* GIVEN RECORDS:

>>>

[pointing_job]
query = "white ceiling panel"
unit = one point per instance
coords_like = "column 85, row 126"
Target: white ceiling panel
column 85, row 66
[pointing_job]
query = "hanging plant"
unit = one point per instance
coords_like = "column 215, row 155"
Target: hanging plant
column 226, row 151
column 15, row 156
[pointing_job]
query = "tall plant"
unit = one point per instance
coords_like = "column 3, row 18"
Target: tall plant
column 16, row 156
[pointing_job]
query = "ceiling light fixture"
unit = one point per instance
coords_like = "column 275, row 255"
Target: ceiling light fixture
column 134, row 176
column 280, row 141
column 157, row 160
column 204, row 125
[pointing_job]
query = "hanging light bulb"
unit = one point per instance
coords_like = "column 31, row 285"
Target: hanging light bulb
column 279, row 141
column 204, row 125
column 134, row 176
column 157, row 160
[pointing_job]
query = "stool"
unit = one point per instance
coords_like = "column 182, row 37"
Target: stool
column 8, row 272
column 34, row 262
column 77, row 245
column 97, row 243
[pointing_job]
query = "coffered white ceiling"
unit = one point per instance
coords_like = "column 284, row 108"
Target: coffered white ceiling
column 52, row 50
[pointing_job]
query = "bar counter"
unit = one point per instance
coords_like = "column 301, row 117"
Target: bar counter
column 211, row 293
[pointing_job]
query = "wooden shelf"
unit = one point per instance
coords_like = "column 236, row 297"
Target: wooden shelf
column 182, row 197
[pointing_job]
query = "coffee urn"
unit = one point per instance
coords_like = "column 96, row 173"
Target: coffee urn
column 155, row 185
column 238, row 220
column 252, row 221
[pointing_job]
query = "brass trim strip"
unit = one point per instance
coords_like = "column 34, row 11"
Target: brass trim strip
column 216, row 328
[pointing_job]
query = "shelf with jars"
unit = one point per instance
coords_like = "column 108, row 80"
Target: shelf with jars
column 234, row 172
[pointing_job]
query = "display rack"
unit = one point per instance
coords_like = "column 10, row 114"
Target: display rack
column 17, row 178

<<<

* INSTRUCTIONS FOR THE TASK: Copy out the whole listing exactly as written.

* RESPONSE:
[pointing_job]
query = "white ceiling panel"
unit = one point per instance
coords_like = "column 85, row 126"
Target: white ceiling panel
column 85, row 66
[pointing_job]
query = "hanging plant"
unit = one point per instance
coords_like = "column 215, row 155"
Target: hanging plant
column 226, row 151
column 15, row 156
[pointing_job]
query = "tall plant"
unit = one point per instance
coords_like = "column 3, row 18"
Target: tall plant
column 16, row 156
[pointing_job]
query = "ceiling light fixture"
unit = one point per instance
coords_like = "column 275, row 255"
Target: ceiling light fixture
column 134, row 176
column 280, row 141
column 157, row 160
column 204, row 125
[pointing_job]
query = "hanging light bulb"
unit = one point per instance
coords_like = "column 31, row 285"
Target: hanging light bulb
column 279, row 141
column 204, row 125
column 134, row 176
column 157, row 160
[pointing_job]
query = "stool"
unit = one point per instance
coords_like = "column 182, row 37"
Target: stool
column 8, row 272
column 34, row 262
column 77, row 245
column 97, row 243
[pointing_job]
query = "coffered white ceiling"
unit = one point per instance
coords_like = "column 284, row 108"
Target: coffered white ceiling
column 52, row 50
[pointing_job]
query = "bar counter"
unit = one point per instance
coords_like = "column 301, row 117"
Target: bar counter
column 211, row 293
[pointing_job]
query = "wooden shelf"
unit = one point per instance
coords_like = "column 236, row 297"
Target: wooden shelf
column 182, row 197
[pointing_job]
query = "coffee urn"
unit = one point per instance
coords_like = "column 96, row 173"
Target: coffee urn
column 155, row 185
column 238, row 220
column 252, row 221
[pointing_job]
query = "brass trim strip"
unit = one point per instance
coords_like = "column 34, row 11"
Target: brass trim strip
column 216, row 328
[pointing_job]
query = "shelf with jars"
unit = one point per instance
coords_like = "column 108, row 80"
Target: shelf with jars
column 234, row 172
[pointing_job]
query = "display rack"
unit = one point per instance
coords_like = "column 10, row 114"
Target: display rack
column 17, row 178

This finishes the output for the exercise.